= Beginning of Section =

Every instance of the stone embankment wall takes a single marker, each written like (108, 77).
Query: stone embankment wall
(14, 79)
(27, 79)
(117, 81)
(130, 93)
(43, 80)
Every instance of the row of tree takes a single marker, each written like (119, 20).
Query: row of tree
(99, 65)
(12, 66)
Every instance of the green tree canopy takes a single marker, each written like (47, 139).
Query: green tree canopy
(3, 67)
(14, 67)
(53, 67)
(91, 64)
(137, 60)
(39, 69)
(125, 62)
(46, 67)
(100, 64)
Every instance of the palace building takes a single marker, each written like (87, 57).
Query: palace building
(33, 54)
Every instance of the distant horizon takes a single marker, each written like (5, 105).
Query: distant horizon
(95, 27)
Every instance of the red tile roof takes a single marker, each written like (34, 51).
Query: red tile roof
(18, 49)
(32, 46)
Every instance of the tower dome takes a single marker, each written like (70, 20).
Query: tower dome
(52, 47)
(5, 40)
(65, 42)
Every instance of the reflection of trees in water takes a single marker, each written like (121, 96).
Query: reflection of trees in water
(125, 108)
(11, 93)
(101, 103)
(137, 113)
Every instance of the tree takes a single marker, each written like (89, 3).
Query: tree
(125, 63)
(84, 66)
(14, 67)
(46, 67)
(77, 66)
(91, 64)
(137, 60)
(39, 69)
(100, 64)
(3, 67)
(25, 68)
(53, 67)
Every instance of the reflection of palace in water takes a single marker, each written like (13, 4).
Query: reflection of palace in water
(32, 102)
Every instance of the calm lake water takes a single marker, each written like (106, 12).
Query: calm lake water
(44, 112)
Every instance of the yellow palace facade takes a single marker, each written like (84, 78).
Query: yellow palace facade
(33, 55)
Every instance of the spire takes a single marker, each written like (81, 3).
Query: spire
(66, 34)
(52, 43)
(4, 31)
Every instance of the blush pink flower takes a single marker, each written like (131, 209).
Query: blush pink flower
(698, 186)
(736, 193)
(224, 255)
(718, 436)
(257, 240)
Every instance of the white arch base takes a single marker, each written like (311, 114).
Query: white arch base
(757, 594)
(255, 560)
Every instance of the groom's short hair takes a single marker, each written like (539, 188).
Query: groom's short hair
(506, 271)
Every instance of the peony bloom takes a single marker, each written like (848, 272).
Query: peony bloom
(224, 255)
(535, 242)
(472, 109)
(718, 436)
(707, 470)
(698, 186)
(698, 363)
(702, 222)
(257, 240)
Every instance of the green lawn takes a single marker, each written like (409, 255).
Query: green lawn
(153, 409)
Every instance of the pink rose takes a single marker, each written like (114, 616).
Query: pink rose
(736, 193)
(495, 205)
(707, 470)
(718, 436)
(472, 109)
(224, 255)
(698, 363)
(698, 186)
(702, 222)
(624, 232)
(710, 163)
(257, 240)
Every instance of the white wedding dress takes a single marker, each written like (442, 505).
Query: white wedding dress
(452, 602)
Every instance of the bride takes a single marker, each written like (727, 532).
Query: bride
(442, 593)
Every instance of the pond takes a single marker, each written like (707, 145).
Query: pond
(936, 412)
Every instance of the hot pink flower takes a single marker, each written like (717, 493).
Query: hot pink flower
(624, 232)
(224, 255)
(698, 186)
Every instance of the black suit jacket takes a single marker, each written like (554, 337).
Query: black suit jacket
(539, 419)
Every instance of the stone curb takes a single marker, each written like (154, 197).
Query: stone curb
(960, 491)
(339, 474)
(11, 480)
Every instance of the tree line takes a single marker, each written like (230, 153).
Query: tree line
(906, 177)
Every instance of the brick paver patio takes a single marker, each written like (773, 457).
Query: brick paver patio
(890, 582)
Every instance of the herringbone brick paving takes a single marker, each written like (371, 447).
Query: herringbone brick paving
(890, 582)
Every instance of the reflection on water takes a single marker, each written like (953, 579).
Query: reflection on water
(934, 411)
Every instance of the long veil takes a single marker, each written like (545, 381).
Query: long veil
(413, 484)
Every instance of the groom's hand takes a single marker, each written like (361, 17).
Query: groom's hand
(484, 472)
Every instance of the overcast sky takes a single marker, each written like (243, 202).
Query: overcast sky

= End of Section =

Give back the data exactly.

Every instance of the stone embankment wall takes a single marker, each written like (108, 77).
Query: stone embankment wall
(14, 79)
(27, 79)
(117, 81)
(130, 93)
(43, 80)
Every instance of the row of tree takes a single marker, each written like (119, 20).
Query: row of tree
(99, 65)
(12, 66)
Every instance of the green tree canopy takes a single marker, each written like (47, 139).
Query: green tree canopy
(3, 67)
(14, 67)
(53, 67)
(91, 64)
(137, 60)
(39, 69)
(125, 62)
(46, 67)
(100, 64)
Every instance of the palace building takes a single marker, each written like (87, 57).
Query: palace building
(33, 54)
Every instance of the distant horizon takes a single marker, each written like (5, 105).
Query: distant horizon
(95, 27)
Every instance of the red tile roof takes a single marker, each written like (34, 51).
Query: red tile roof
(18, 49)
(32, 46)
Every instance of the tower dome takes a single marker, each written like (70, 20).
Query: tower dome
(52, 47)
(5, 40)
(65, 42)
Every instance of the reflection of trees in water takes a single marker, each written like (121, 96).
Query: reflection of trees in water
(125, 108)
(11, 93)
(101, 103)
(137, 113)
Every instance of the tree takes a single marker, each written like (89, 3).
Query: tree
(125, 63)
(84, 66)
(14, 67)
(46, 67)
(77, 66)
(91, 64)
(137, 60)
(39, 69)
(100, 64)
(3, 67)
(25, 68)
(53, 67)
Every instance of the reflection of palace in water takes a single marker, each written like (13, 4).
Query: reflection of palace in water
(32, 102)
Every instance of the calm lake water takes a single marker, each written like (106, 12).
Query: calm lake water
(44, 112)
Every instance of the yellow palace facade takes a single marker, each written like (84, 78).
Query: yellow palace facade
(33, 55)
Every instance of the spire takes a single marker, each written like (81, 3).
Query: spire
(66, 34)
(52, 43)
(4, 31)
Every instance of the blush pink flower takes a single marker, each written like (131, 209).
Query: blush pink flower
(698, 186)
(736, 193)
(224, 255)
(718, 436)
(257, 240)
Every instance of the white arch base takes a single marker, each written like (311, 114).
Query: white arch base
(757, 594)
(255, 560)
Every instance of the groom's short hair takes a single marker, each written like (539, 188).
Query: groom's short hair
(506, 271)
Every instance of the peony bloom takes a single marker, each written like (848, 272).
Query: peony bloom
(224, 255)
(535, 242)
(472, 109)
(718, 436)
(707, 470)
(698, 186)
(698, 363)
(702, 222)
(257, 240)
Every instance of the green lawn takes a single marker, each written like (409, 255).
Query: green lawn
(153, 409)
Every instance of the pink rose takes a single marker, each written like (114, 616).
Query: pink rose
(736, 193)
(495, 205)
(707, 470)
(718, 436)
(472, 109)
(224, 255)
(698, 363)
(698, 186)
(702, 222)
(624, 232)
(710, 163)
(257, 240)
Every instance of the white wedding dress takes a single marker, each written like (442, 505).
Query: white wedding dress
(452, 602)
Every instance of the bride takes a single marker, each written like (727, 532).
Query: bride
(442, 593)
Every instance of the pond takes a single marker, each written like (707, 145).
Query: pond
(936, 412)
Every instance of the hot pink flower takes a single marker, each written like (717, 493).
Query: hot pink flower
(624, 232)
(224, 255)
(698, 186)
Every instance of the black suit jacket takes a single marker, each written like (554, 337).
Query: black suit jacket
(539, 419)
Every instance of the stone curb takes a single marker, each written like (154, 197).
Query: stone curb
(960, 491)
(339, 474)
(11, 480)
Every instance of the tree line takes a single marker, each written like (230, 153).
Query: tree line
(906, 177)
Every instance of the brick paver patio takes a single marker, each written like (773, 457).
Query: brick paver patio
(890, 582)
Every instance of the herringbone brick paving takes a single marker, each written like (371, 447).
Query: herringbone brick paving
(890, 582)
Every instance of the reflection on water takes a single marker, each written like (953, 579).
Query: reflection on water
(934, 411)
Every instance of the long veil takes a single marker, each written like (545, 381).
Query: long veil
(413, 484)
Every instance of the groom's hand takes a single marker, each written like (361, 17).
Query: groom's hand
(484, 472)
Every instance of the overcast sky takes a single marker, each written like (243, 202).
Query: overcast sky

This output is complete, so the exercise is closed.